Page extract:
A wide range of diagnostic tasks can benefit from an automatic system that is able to segment and label individual ribs on chest X-ray (CXR) images. Recently, deep learning (DL) has shown superior performance to other methods in the segmentation and labeling of individual ribs [1]. However, developing DL algorithms for this task requires annotated images for each rib structure at pixel-level. To the best of our knowledge, there exists no such benchmark datasets and protocols. Hence, we introduce a new benchmark dataset, namely VinDr-RibCXR, for automatic segmentation and labeling of individual ribs from chest X-ray (CXR) scans. The VinDr-RibCXR contains 245 CXRs with corresponding ground truth annotations provided by human experts.
The raw images in DICOM format were sourced from VinDrCXR dataset [2], for which all scans have been de-identified to protect patient privacy. Each image was assigned to an expert, who manually segmented and annotated each of 20 ribs, denoted as L1→L10 (left ribs) and R1→R10 (right ribs). The masks of ribs (see Figure 1) were then stored in a JSON file that can later be used for training instance segmentation models.
To the best of our knowledge, the VinDr-RibCXR is the first publicly released dataset that includes segmentation annotations of the individual ribs, and for both anterior and posterior ribs. To develop and evaluate segmentation algorithms, we divided the whole dataset into a training set of 196 images and a validation set of 49 images.

Given material:
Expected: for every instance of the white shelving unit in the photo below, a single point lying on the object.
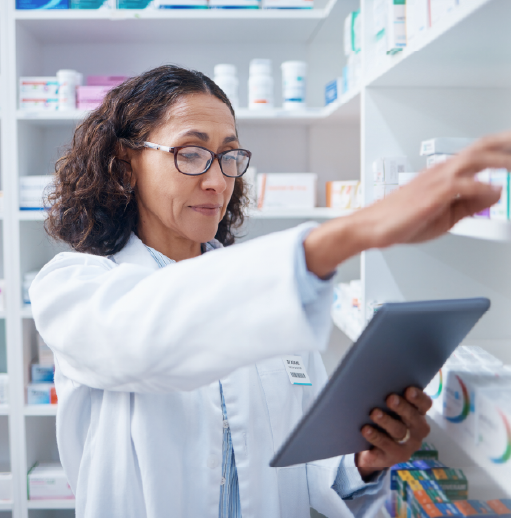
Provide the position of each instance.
(454, 81)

What you are asked to do:
How many images make up the validation set in the VinDr-RibCXR description?

Solution:
49 images.